-- Task objective --
Go through the records and give each one again exactly.

BEGIN Supplied material

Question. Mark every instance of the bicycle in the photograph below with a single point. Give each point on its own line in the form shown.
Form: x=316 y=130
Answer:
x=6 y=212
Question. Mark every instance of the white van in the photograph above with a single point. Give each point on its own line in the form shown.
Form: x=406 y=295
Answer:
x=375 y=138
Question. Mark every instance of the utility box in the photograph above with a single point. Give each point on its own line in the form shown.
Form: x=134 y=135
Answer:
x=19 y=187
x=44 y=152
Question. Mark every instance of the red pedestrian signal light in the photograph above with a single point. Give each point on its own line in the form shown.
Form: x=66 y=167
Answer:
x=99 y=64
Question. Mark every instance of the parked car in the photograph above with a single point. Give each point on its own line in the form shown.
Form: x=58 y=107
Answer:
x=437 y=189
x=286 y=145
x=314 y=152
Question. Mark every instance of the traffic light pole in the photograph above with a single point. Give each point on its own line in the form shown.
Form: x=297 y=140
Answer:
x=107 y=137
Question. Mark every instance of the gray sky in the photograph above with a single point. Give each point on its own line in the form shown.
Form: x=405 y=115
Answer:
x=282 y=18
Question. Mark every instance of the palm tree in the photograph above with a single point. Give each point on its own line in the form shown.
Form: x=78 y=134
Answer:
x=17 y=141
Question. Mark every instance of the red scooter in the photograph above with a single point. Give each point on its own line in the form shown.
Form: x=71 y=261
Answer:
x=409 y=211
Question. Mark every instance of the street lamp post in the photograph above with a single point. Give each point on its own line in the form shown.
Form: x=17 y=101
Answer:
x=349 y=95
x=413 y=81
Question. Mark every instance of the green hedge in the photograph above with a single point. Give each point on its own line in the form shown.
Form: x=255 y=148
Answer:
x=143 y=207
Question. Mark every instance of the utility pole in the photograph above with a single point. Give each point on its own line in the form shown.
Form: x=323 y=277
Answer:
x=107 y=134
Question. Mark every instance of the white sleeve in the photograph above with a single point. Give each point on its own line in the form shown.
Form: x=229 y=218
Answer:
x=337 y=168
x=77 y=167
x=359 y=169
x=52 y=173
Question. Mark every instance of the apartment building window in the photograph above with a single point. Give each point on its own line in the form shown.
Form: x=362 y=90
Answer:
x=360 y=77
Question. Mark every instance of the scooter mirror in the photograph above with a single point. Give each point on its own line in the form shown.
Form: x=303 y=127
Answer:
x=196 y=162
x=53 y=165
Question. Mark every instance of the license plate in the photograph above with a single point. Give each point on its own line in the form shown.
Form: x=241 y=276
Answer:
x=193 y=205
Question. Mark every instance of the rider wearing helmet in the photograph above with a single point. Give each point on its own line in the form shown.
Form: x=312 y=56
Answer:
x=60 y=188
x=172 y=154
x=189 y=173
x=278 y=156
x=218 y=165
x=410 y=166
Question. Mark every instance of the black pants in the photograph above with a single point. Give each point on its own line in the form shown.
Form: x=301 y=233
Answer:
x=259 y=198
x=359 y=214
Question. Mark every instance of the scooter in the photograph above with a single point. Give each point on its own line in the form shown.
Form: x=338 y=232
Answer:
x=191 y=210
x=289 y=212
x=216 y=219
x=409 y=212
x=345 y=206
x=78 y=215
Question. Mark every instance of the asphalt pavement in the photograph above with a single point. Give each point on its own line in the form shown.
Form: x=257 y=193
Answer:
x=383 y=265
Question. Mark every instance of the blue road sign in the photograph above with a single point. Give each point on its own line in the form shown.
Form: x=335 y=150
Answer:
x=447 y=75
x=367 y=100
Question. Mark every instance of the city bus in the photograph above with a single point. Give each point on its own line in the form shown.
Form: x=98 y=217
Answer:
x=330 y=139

END Supplied material

-- Your response --
Question. Mark every instance of the bicycle in the photograph below with a single point. Give each point on its own line in the form shown.
Form: x=316 y=130
Answer:
x=6 y=212
Question. Mark every instance of the white van in the photograph above with a single point. Give each point on its own line in the form shown.
Form: x=406 y=295
Answer:
x=375 y=138
Question. Mark every instance of the utility box in the photograph above with a single point. Give each point on its own line in the form shown.
Form: x=134 y=135
Answer:
x=19 y=187
x=44 y=152
Question. Mark every instance of the red pedestrian signal light in the photograph above with a single point. Give each point on its own line in the form shown.
Form: x=66 y=167
Answer:
x=99 y=64
Question. Mark every instance of the parked car in the photograph above with a single point. Give each point on its own line in the form shown.
Form: x=58 y=107
Answer:
x=437 y=189
x=286 y=145
x=314 y=152
Question. Mark every instance of the traffic light pole in the photograph above with a single point. Give each point on its own line in the form shown.
Form: x=297 y=140
Answer:
x=107 y=137
Question. Mark every instance of the gray sky in the photograph above with a single point. Give each point on its own line in the form shown.
Form: x=405 y=115
Answer:
x=282 y=18
Question. Mark every instance of the palm tree in the photograph above with a single point. Give each point on its own line in the form shown.
Form: x=78 y=134
Answer:
x=17 y=141
Question. Mark every instance of the red scooter in the photograph above with a single point. Give each point on its own line in the form shown.
Form: x=71 y=261
Answer:
x=409 y=211
Question. Mark every instance of the street lamp post in the photograph above with a single point. Give each point on its own line in the form shown.
Form: x=17 y=101
Answer:
x=349 y=95
x=413 y=81
Question. Mark every instance of the green hedge in the photograph above with a single point. Give each point on its own line in the form shown.
Form: x=255 y=148
Answer:
x=143 y=207
Question. Mark every instance of the utility pole in the photograph above with a single point. Give each point on its own line in the form shown.
Form: x=323 y=277
Answer:
x=107 y=134
Question. Mark every instance of the white sleeve in the photograph above with a single point. Give each point on its own line in the form shown.
Form: x=229 y=218
Answer:
x=337 y=168
x=77 y=167
x=359 y=169
x=52 y=173
Question. Mark every instance of the apartment building window in the photograph above with a single point. Give each point on its own line in the form shown.
Form: x=362 y=90
Answer:
x=360 y=77
Question. Mark every instance of the scooter mirror in the photograph above with a single point. Give each point on its own line in the form shown.
Form: x=303 y=127
Answer:
x=196 y=162
x=53 y=165
Question. Mark every instance of the license plate in the photograph above with a single point. Give each point on its own line in the form shown.
Form: x=241 y=276
Answer:
x=193 y=205
Question. Mark every instance of the rider wearing helmet in the photograph above with a single point. Give each point on its own line in the form shown.
Form: x=312 y=56
Answer:
x=60 y=188
x=172 y=154
x=189 y=173
x=278 y=156
x=218 y=165
x=410 y=166
Question. Mark every instance of the black pants in the photograph above with a single point. Give each point on its own line in the form shown.
Form: x=301 y=233
Answer:
x=259 y=198
x=359 y=214
Question. Mark every instance of the scooter in the photograph above with a single point. Give each point on its own line in the form shown.
Form: x=338 y=232
Answer:
x=191 y=210
x=289 y=212
x=216 y=219
x=409 y=212
x=345 y=206
x=78 y=215
Question. Mark every instance of the asphalt pavement in the photograph above with a single point. Give each point on its own line in the form shown.
Form: x=257 y=193
Answer:
x=383 y=265
Question. Mark every instance of the blue road sign in the photograph above with a single point. Give each point on its own line in the form shown.
Form: x=335 y=150
Answer:
x=447 y=75
x=367 y=100
Question. Mark every instance of the city bus in the photograph above with a single point. Give each point on its own line in the form shown.
Form: x=98 y=217
Answer:
x=330 y=139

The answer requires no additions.